**Given task**
Rewrite all of the data below, substituting "locates" for every occurrence of "detects" and changing nothing else. Omit the pictures from your answer.

+++ Data records

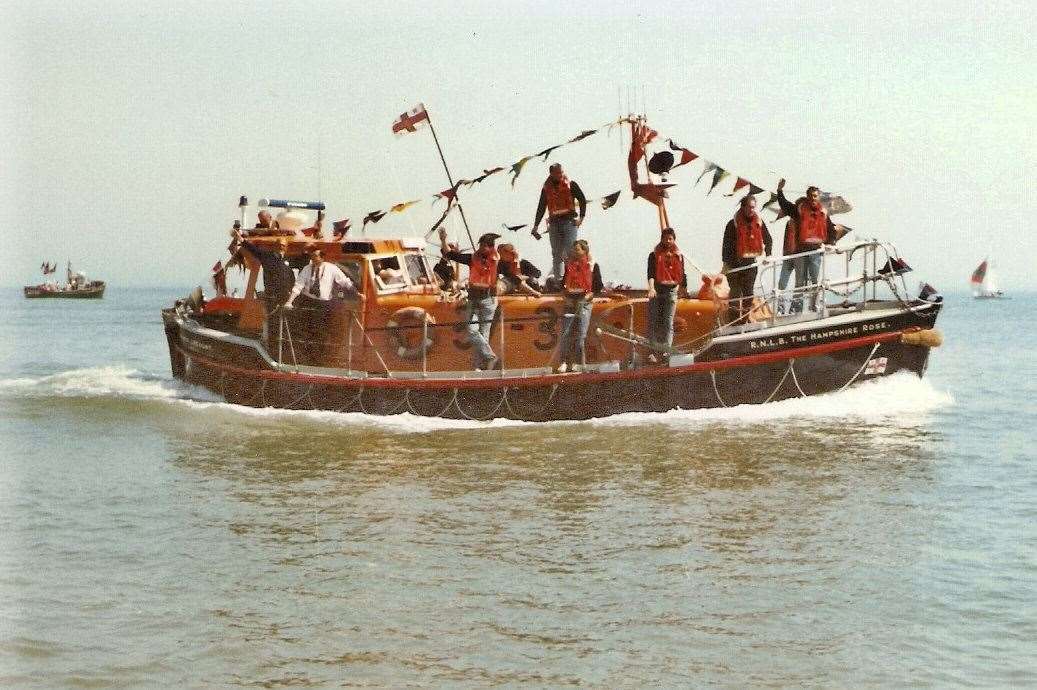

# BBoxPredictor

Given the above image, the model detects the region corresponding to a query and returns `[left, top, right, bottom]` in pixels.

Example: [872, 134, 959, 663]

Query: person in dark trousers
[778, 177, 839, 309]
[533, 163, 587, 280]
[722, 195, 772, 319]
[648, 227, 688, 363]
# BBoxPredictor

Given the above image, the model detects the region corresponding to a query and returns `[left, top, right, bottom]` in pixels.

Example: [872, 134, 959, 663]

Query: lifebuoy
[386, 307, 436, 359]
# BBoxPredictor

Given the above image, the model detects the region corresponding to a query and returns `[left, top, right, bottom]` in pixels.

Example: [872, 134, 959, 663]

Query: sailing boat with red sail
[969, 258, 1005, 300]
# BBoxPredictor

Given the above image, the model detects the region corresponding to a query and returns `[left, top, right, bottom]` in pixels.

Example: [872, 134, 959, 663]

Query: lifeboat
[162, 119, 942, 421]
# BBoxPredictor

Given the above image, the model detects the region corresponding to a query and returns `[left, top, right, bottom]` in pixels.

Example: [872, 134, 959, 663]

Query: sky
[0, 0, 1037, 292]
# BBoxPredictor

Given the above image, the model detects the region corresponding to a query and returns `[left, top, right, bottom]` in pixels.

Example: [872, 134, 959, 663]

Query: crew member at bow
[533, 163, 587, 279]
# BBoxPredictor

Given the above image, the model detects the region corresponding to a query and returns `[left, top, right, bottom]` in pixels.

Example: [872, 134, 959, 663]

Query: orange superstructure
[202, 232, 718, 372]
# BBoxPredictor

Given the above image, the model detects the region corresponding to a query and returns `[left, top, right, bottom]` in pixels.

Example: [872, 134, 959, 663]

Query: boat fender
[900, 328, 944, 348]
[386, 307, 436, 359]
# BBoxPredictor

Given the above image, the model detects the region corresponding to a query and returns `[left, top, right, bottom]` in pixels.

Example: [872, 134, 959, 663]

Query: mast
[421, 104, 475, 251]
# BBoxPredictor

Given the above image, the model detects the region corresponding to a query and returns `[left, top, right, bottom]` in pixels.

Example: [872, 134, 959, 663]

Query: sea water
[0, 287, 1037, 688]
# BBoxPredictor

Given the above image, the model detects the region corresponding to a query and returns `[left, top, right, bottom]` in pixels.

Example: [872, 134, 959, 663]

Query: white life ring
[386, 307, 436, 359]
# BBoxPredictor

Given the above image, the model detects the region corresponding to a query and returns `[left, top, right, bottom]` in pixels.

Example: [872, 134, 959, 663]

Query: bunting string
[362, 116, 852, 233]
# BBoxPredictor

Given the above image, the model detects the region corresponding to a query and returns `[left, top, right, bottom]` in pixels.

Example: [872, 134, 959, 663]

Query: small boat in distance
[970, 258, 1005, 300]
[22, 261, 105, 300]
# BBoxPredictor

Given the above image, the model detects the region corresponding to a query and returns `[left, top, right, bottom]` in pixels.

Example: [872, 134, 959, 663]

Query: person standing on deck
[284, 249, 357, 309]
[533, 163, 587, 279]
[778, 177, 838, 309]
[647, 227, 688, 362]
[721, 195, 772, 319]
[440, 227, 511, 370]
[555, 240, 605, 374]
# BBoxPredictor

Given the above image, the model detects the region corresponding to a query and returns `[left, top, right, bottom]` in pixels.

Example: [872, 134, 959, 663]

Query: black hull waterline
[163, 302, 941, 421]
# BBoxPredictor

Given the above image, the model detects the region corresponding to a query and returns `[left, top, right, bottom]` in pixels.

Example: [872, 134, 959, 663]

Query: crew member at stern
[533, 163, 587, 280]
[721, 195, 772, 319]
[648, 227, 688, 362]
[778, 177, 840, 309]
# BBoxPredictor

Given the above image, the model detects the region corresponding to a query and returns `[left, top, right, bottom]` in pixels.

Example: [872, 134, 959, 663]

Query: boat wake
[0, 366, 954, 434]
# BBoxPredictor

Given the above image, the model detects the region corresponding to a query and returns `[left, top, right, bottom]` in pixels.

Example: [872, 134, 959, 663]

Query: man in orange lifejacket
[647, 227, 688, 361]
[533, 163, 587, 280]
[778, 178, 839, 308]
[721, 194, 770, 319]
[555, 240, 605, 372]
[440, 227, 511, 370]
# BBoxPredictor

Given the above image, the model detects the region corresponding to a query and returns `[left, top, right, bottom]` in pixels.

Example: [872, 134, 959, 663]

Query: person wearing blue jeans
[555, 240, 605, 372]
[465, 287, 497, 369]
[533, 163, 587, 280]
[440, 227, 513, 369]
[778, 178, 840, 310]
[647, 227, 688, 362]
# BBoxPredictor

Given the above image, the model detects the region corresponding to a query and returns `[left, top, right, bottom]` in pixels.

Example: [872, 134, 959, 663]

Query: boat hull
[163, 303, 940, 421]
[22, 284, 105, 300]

++++++

**Response to this task**
# BBoxPredictor

Given the above image, the model locates the region corresponding to a query and returns `[left, top, right, bottom]` in pixels.

Example: [872, 134, 959, 663]

Query: person in dark trousers
[778, 177, 839, 309]
[533, 163, 587, 280]
[722, 195, 772, 319]
[648, 227, 688, 363]
# BBoxPredictor

Given the above image, the model locates the region corresponding to a query and returns `[left, top, right, bottom]` in pixels.

Example: [872, 134, 959, 663]

Query: lifebuoy
[386, 307, 436, 359]
# BBoxPredictor

Given the above image, the model locates the region corresponding to a query and returns `[left, top, right, bottom]` in pixels.

Example: [872, 134, 959, 663]

Query: sailing boat with red sail
[969, 258, 1005, 300]
# BBoxPredictor

Given the above image, the model locates the region corresponding to a query and returns `[left, top, right, bottom]` in pixels.

Example: [872, 134, 959, 663]

Query: lifeboat
[162, 119, 942, 421]
# BBoxPredictor

Given the above image, the model locates the region corresponding to a query and returns `[left, top, right, bottom]` in pixels.

Example: [872, 134, 959, 663]

Query: sky
[0, 0, 1037, 292]
# BBoxPredictor

Given the above image, the model locates the region corresponding to a query and returns `[left, top, right, bottom]` in pixels.

Example: [872, 134, 959, 663]

Query: crew member at bow
[533, 163, 587, 279]
# BBoxPredictor

Given the above image, the model locates the region corresponding to a query and returns `[left, top, right, bottom]` in pixels.

Example: [872, 134, 959, 663]

Query: orange superstructure
[202, 232, 718, 372]
# BBoxPredictor

Given the above image, the model locates the region corresponding to a query and returns `[left, top, right, bottom]` in pixels.

Example: [872, 134, 959, 663]

Query: boat fender
[900, 328, 944, 348]
[386, 307, 436, 359]
# BBoxPredictor

Given the above image, the model locates the region corresponding to a query and returns `[left, top, right, bottom]` in pixels.

Example: [872, 134, 959, 663]

Query: mast
[421, 104, 475, 251]
# BBoxPredictor

Given the above image, the model locates the region corresponding to a query and returns `[left, top, right, bottom]` in pixels.

Example: [872, 134, 959, 663]

Query: sea water
[0, 287, 1037, 688]
# BBoxPredictor

Given the above image, the model locates the region corresponding to a query and returns `[left, top, right, bottom]` in pixels.

Example: [872, 134, 959, 663]

Query: white life ring
[386, 307, 436, 359]
# BBoxPredictor

Given the above image, the model locates the region corresponding to a query and returns `[left, top, right, bottom]` in pixels.

Example: [872, 134, 959, 663]

Query: bunting string
[362, 116, 852, 233]
# BBoxPredictor

Given the above image, the model locates the region corresponding to a query and returns `[left, top, right, bottom]` in pixels.

Example: [872, 134, 959, 663]

Query: small boat in distance
[970, 258, 1005, 300]
[22, 261, 105, 300]
# BBoxPredictor

Given the above image, the model locates the region corresponding to a query and returns `[left, top, right, bottom]` in pixels.

Example: [872, 134, 959, 663]

Query: person standing on deck
[284, 249, 357, 309]
[533, 163, 587, 279]
[778, 177, 838, 309]
[647, 227, 688, 362]
[721, 195, 772, 319]
[440, 227, 511, 370]
[555, 240, 605, 374]
# BBoxPredictor

Given the above image, the model locates the region corresponding to a query and returns `[left, top, right, bottom]` in pixels.

Example: [872, 134, 959, 663]

Query: black hull waterline
[163, 302, 941, 421]
# BBoxPredictor

Given the above image, the model locates the region corresponding to a query and returns `[left, top, right, bottom]` in pixels.

Example: [872, 134, 959, 663]

Query: crew member at stern
[533, 163, 587, 280]
[721, 195, 772, 319]
[648, 227, 688, 362]
[778, 177, 840, 309]
# BBoxPredictor

Given the above image, the model locates the region corresponding to a query and returns `[left, top, right, bottom]` in pixels.

Example: [872, 134, 959, 663]

Query: boat wake
[0, 366, 954, 434]
# BBoxPredictor

Given the above image, the model locates the region corresponding to a query and returns `[left, top, right, bottom]` in pixels.

Example: [872, 134, 959, 663]

Query: man in orange lifejacket
[647, 227, 688, 361]
[533, 163, 587, 280]
[778, 178, 839, 308]
[721, 194, 770, 319]
[555, 240, 605, 372]
[440, 227, 511, 370]
# BBoxPredictor

Given the above image, the model locates the region corresponding to a query and returns `[left, top, right, bottom]` in pixels.

Example: [872, 134, 959, 663]

Query: person wearing blue jeans
[555, 240, 605, 372]
[465, 287, 497, 369]
[533, 163, 587, 280]
[440, 227, 513, 369]
[778, 178, 840, 310]
[647, 227, 688, 362]
# BBoxPredictor

Given the above image, the model locates the region corresponding to a query and returns `[left, top, right, bottom]` in pixels.

Example: [872, 134, 959, 663]

Query: boat hull
[163, 303, 940, 421]
[22, 284, 105, 300]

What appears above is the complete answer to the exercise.